Direction. Gather every line from the entries below that contains the string "dune". Case matters when matching.

Supplied records.
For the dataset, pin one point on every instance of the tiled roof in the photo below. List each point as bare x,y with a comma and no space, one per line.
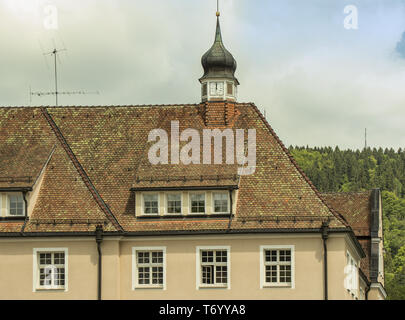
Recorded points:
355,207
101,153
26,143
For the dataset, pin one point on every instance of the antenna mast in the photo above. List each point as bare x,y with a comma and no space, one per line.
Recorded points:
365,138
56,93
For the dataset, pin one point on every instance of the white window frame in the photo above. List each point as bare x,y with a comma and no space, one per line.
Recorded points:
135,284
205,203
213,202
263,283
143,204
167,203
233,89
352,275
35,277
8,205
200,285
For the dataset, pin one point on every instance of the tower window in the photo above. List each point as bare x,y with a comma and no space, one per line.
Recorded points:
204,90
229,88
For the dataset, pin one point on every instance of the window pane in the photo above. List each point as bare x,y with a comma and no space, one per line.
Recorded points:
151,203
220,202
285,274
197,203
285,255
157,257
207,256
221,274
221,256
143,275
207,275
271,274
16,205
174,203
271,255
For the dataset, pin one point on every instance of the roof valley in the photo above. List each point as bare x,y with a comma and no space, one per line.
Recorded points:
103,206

==

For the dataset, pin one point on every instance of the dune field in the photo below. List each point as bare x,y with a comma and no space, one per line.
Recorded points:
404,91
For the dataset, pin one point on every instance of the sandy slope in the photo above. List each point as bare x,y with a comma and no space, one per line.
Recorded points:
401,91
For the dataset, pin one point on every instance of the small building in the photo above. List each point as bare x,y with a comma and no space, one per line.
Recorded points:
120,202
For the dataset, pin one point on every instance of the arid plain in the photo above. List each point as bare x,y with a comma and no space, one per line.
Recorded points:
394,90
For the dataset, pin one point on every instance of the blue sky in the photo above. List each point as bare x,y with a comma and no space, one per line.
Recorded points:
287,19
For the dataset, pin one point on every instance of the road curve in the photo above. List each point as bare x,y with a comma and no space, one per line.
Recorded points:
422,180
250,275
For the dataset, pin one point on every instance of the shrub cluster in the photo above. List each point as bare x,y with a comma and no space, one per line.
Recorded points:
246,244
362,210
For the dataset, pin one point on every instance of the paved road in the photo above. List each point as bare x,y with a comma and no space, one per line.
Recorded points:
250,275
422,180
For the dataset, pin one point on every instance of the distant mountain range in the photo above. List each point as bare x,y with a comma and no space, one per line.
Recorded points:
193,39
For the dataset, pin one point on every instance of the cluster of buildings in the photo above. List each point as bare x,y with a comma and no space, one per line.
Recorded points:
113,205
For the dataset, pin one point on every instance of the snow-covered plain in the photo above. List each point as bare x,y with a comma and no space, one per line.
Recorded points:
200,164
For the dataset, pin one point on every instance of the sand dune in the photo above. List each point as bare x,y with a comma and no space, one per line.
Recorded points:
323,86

Full solution.
For the dataset, pin one point on every instance of the dune field in the photo below. List each point as bare x,y with a comma and no space, one per line.
For the dataset, pin one point on every instance of the sand dune in the photo above. List each point as bare x,y with a comma and no space, one per line.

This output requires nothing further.